(選択テキスト)
◇ ◇ ◇ ◇

トランプ前米大統領、中間選挙と次期大統領選での共和党勝利に強い期待、退任後初のワシントン訪問

(米国、中国、メキシコ)

米州課

2022年08月01日

米国のドナルド・トランプ前大統領は726日、首都ワシントンで開催された米国第一政策研究所主催の会議で演説を行った。トランプ氏がワシントンを訪れたのは退任後初めてとなる。

トランプ氏は演説の冒頭、自身の政権が挙げた成果を強調しつつ、現在の高インフレやエネルギー価格の高騰、不法移民の増加などを例示し、11月の中間選挙は米国の未来を救う好機になると語った。また、同氏は共和党が中間選挙で大きな勝利を収め、2024年の大統領選挙では共和党候補が勝利するだろうと述べた。

「米国を取り戻す」ための最重要事項として、安全対策を挙げた。民主党が治める連邦や地方自治体で治安が悪化していると述べた上、自身が考える取り締まりの計画を発表した。移民問題には多くの時間を割き、米国とメキシコの国境における同国との交渉は成功したと主張し、共和党の次期大統領は国境に関する自身の取り組みを引き継ぐべきだと語った。

◇ ◇ ◇ ◇

(提供データ)
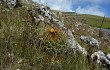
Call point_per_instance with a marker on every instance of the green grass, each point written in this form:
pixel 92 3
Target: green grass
pixel 92 20
pixel 36 49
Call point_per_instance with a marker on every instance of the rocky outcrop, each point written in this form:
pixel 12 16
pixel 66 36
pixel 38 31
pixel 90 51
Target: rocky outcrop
pixel 50 19
pixel 101 58
pixel 90 40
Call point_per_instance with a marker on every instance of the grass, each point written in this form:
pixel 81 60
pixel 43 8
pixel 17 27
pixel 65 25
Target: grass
pixel 92 20
pixel 34 48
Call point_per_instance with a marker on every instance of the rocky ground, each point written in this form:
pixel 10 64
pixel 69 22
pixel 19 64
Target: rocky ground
pixel 34 36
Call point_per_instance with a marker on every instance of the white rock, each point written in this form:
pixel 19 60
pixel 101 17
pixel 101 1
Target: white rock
pixel 90 40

◇ ◇ ◇ ◇

(演習課題)
1. トランプ前大統領の演説に関する記事で、同氏が「米国を取り戻す」ための最重要事項として挙げたものは何ですか。
2. トランプ前大統領の演説に関する記事を、最後の文の後から書き継いでください。

(解答)
1. 安全対策です。

2.
また「自分は大統領選挙に2度勝利し、2度目の方が良い結果だった」と述べ、2022年の大統領選挙が不正だったとの従来の考えをあらためて主張し、政治的正しさを取り戻そうと訴えた。通商問題については、サプライチェーンと工場を米国に回帰させる必要があるとして、北米自由貿易協定(NAFTA)を廃止して米国・メキシコ・カナダ協定(USMCA)を発効させた自身の成果を強調した上、ジョー・バイデン大統領は中国に対する関税を緩和すべきではないと述べた。さらに、国内の雇用やエネルギーの自立を取り戻す必要性を指摘した。

新型コロナウイルスについては「米国は中国の責任を追及する委員会を設置しなければならない」と述べ、アンソニー・ファウチ国立アレルギー感染症研究所(NIAID)所長の助言とは正反対の取り組みを実行してうまくいったとも主張した。さらに、中国のスパイを取り締まり、華為技術(ファーウェイ)などの米国進出を阻止した自身のイニシアチブを復活させる必要があるなどと述べた。

トランプ氏は2024年大統領選挙について自らの立候補を表明することはなかった。他方、共和党が再び政権を奪取することに強い期待を示し、会場に集まった聴衆を沸かせた。